2013-09-10 Thread Mark Fasheh
On Mon, Aug 12, 2013 at 04:47:52AM -0700, Christoph Hellwig wrote:
 On Thu, Aug 08, 2013 at 11:44:54AM -0400, Josef Bacik wrote:
  On Thu, Aug 08, 2013 at 06:48:05AM -0700, Christoph Hellwig wrote:
   On Thu, Aug 08, 2013 at 09:02:07AM -0400, Josef Bacik wrote:
This won't work, try having 1 subvolumes with dirty inodes and do 
sync then
go skiing, you'll have time :).  Thanks,
   
   Why would the dirty inodes make any difference?  If you share the bdi
   between the subvolumes the sync workflow should be exactly the same
   still.
   
  
  If we could dis-entangle vfsmounts from sb's and have it so you could have
  multiple vfsmounts with just one sb that would solve at least the in-kernel
  confusion, but I think we still have the userspace confusion.  Thanks,
 
 I think it would mostly solve userspace confusion, as userspace only
 sees mounts and the device names.

_WRITTEN EXERCISE 1:_
According to the email thread, what does userspace see?
_WRITTEN EXERCISE 2:_
Please transcribe the email thread from "Why would the" up to and including "the device names.".
The entries that follow are separate material, unrelated to the email thread.

_PROVIDED INFORMATION:_
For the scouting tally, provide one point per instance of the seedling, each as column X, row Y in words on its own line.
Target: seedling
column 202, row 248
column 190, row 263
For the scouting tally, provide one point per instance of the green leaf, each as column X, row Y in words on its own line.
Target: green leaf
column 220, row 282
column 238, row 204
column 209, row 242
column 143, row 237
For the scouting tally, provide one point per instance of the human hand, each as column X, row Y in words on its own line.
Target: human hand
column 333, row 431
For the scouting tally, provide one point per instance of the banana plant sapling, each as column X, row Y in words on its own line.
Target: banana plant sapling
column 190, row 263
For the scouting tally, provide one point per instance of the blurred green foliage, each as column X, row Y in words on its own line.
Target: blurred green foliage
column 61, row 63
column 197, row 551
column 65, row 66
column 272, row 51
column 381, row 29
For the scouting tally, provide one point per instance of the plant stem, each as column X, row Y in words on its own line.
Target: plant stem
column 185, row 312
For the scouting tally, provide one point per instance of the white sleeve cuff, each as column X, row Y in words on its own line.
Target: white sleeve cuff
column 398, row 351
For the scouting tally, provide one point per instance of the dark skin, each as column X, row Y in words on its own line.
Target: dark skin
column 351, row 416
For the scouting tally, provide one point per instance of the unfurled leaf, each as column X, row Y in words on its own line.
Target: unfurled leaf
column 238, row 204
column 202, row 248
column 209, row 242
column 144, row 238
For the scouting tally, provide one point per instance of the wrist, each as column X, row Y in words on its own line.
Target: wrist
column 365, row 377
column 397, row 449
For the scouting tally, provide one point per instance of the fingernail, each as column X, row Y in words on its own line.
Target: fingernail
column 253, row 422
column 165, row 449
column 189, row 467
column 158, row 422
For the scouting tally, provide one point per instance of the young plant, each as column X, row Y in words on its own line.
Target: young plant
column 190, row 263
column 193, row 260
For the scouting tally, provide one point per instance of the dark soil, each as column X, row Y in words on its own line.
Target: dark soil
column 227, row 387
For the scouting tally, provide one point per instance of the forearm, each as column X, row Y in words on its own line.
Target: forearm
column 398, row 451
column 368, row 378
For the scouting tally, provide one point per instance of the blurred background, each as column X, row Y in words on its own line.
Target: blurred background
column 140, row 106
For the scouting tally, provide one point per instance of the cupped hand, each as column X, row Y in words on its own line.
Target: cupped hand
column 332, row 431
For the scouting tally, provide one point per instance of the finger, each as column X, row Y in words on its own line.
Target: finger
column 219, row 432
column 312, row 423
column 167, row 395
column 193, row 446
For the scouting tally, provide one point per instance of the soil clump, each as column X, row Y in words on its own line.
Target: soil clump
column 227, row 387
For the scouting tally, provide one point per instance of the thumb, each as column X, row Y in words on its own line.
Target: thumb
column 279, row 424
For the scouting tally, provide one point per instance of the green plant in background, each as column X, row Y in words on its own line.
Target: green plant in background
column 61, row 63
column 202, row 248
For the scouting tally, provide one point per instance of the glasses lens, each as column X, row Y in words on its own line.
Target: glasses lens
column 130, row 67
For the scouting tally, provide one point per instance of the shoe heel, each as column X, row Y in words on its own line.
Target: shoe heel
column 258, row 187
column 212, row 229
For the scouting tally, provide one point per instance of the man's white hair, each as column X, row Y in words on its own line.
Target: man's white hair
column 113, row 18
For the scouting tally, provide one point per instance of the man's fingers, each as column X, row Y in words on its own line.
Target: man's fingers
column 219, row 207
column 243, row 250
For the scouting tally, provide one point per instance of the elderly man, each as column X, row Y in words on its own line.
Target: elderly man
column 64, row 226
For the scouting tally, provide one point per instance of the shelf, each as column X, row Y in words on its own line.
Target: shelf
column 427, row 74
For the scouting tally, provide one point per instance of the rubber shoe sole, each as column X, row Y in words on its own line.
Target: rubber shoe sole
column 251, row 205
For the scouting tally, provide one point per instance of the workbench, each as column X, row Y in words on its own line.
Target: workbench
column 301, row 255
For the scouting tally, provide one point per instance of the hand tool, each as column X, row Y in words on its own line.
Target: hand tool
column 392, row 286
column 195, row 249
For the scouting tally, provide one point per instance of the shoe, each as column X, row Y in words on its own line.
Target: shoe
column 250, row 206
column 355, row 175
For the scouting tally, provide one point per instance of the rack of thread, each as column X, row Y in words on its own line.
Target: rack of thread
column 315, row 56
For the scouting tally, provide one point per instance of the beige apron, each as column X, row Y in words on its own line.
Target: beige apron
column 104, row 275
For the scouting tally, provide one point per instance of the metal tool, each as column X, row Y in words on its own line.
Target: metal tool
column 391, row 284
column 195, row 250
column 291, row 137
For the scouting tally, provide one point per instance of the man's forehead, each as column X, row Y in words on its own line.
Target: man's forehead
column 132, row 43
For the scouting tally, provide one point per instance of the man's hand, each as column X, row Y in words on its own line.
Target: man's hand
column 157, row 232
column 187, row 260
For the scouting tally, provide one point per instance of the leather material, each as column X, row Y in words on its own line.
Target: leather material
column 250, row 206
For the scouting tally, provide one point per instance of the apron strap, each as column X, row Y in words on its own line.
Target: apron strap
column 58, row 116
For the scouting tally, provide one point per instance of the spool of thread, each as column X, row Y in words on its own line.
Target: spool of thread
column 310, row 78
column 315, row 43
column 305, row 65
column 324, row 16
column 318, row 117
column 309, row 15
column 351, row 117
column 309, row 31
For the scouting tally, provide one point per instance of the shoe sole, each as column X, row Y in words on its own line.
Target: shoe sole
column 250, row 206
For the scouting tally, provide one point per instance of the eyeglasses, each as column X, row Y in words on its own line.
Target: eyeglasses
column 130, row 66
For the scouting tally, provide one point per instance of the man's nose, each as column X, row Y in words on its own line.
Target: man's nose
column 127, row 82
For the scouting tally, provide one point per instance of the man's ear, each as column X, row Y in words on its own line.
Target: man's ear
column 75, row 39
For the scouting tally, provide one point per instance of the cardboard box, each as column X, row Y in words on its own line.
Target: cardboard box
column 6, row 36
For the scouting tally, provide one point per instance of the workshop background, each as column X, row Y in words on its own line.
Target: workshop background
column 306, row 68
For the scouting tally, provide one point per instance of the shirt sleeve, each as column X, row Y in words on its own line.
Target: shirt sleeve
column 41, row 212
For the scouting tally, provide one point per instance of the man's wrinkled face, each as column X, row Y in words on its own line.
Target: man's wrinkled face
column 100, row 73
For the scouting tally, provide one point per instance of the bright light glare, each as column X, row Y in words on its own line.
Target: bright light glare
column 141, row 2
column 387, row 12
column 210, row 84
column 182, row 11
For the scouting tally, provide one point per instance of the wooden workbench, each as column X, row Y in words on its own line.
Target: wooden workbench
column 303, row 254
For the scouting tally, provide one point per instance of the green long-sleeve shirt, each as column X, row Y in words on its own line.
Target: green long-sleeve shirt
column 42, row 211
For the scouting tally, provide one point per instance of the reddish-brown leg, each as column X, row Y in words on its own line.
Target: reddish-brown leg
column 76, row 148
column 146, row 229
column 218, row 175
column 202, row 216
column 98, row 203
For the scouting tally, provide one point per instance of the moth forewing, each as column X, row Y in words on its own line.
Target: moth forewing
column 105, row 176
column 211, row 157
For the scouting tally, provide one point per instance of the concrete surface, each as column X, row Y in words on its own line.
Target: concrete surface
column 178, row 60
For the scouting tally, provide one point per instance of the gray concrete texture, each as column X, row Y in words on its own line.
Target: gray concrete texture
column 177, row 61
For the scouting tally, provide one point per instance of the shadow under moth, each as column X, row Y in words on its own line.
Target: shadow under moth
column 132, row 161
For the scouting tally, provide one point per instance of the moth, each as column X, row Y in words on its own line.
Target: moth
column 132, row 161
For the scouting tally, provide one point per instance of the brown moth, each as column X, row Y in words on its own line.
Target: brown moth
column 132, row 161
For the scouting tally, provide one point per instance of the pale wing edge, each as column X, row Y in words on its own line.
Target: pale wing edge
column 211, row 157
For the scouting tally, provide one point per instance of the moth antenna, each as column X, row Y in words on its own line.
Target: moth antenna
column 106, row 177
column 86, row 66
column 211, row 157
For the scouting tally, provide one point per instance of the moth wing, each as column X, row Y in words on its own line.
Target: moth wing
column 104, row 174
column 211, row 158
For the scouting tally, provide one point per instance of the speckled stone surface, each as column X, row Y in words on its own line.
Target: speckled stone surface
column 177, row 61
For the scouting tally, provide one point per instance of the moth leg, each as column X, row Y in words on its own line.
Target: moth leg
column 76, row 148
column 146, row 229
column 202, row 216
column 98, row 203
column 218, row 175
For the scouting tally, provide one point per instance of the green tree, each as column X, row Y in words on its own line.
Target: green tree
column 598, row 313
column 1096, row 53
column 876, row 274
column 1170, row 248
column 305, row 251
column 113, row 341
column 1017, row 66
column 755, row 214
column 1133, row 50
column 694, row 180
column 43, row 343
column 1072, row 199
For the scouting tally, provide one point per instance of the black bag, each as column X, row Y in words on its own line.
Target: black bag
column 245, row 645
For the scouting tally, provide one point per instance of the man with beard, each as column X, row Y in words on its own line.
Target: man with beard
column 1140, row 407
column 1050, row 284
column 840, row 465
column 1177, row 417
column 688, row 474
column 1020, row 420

_WRITTEN REPLY 1:_
Only mounts and the device names.

_WRITTEN REPLY 2:_
Why would the dirty inodes make any difference?  If you share the bdi
   between the subvolumes the sync workflow should be exactly the same
   still.
   
  
  If we could dis-entangle vfsmounts from sb's and have it so you could have
  multiple vfsmounts with just one sb that would solve at least the in-kernel
  confusion, but I think we still have the userspace confusion.  Thanks,
 
 I think it would mostly solve userspace confusion, as userspace only
 sees mounts and the device names.